- **Required work**:
Swap each "Indicate" in the material below for "Mark", and give the whole material back with nothing else changed.

- **Extracted entries**:

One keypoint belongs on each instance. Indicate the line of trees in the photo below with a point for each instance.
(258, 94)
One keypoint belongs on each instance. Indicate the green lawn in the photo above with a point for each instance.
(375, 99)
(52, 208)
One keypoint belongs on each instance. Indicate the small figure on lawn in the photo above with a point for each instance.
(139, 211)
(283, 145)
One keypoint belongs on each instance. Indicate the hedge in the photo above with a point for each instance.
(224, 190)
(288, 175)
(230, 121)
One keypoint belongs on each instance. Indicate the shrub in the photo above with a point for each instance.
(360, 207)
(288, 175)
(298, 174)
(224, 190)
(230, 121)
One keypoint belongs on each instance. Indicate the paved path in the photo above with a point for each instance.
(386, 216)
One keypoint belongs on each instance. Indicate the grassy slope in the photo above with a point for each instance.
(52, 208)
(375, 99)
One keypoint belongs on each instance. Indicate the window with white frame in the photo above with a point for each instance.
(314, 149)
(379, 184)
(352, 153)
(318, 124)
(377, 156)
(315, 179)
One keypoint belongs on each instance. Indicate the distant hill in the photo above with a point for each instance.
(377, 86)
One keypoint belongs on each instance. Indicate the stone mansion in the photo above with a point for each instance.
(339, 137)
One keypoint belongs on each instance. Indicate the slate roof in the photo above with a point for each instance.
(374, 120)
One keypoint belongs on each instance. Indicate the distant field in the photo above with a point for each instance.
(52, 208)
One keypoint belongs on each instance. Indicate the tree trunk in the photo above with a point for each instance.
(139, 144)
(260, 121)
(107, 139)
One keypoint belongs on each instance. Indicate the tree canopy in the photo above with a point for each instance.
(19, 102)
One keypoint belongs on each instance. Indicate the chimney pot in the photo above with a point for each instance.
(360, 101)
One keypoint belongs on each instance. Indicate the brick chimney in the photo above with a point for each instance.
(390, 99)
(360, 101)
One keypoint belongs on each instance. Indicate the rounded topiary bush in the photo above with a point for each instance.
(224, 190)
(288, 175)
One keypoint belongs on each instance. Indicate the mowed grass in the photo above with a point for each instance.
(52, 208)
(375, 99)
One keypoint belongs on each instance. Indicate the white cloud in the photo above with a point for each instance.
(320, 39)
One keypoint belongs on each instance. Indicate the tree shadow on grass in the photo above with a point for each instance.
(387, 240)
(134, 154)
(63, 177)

- **Problem solution**:
One keypoint belongs on each instance. Mark the line of trees in the photo below with a point for each instance.
(258, 94)
One keypoint belongs on each instance. Mark the green lawn in the photo above with a point for each instance.
(375, 99)
(52, 208)
One keypoint belongs on each instance. Mark the small figure on lawn in the photo above with a point for each instance.
(139, 211)
(283, 145)
One keypoint belongs on each instance. Mark the hedge in the photo above with a point for each instance.
(224, 190)
(288, 175)
(230, 121)
One keypoint belongs on each instance. Mark the shrub in the photo above with a point for each instance.
(360, 207)
(288, 175)
(298, 174)
(224, 190)
(230, 121)
One keypoint belongs on each instance. Mark the paved path in the photo above with a point for each instance.
(386, 216)
One keypoint belongs on each instance. Mark the grassy slope in the photo above with a point for each instance.
(52, 208)
(375, 99)
One keypoint belongs on each instance. Mark the window with white frame in the photo above with a point for each instance.
(314, 149)
(379, 184)
(352, 153)
(318, 124)
(377, 156)
(315, 179)
One keypoint belongs on each instance. Mark the distant hill in the photo above with a point for each instance.
(377, 86)
One keypoint belongs on each instance. Mark the stone mansion in the photo above with a point for each instance.
(339, 137)
One keypoint belongs on each instance. Mark the slate roof in the photo above with a point for each instance.
(374, 120)
One keypoint belongs on each instance. Mark the distant field in the photo above with a point for each instance.
(52, 208)
One keypoint belongs on each instance. Mark the tree trunk in the photo above with a point for each instance.
(139, 144)
(260, 121)
(107, 139)
One keypoint belongs on each instance. Mark the tree canopy in the photo above with a point for each instance.
(19, 102)
One keypoint belongs on each instance. Mark the chimney pot in the photo above with a point for each instance.
(360, 101)
One keypoint belongs on each instance. Mark the brick chimney in the photo above with a point for each instance.
(390, 99)
(360, 101)
One keypoint belongs on each instance. Mark the rounded topiary bush in the photo above with a point for each instance.
(224, 190)
(288, 175)
One keypoint belongs on each instance. Mark the mowed grass in the photo above with a point for each instance.
(52, 208)
(375, 99)
One keypoint belongs on each instance. Mark the white cloud in the photo above with a point for each instance.
(320, 39)
One keypoint belongs on each instance. Mark the tree shadow on grass in the photo above with a point for each instance.
(387, 240)
(134, 154)
(63, 177)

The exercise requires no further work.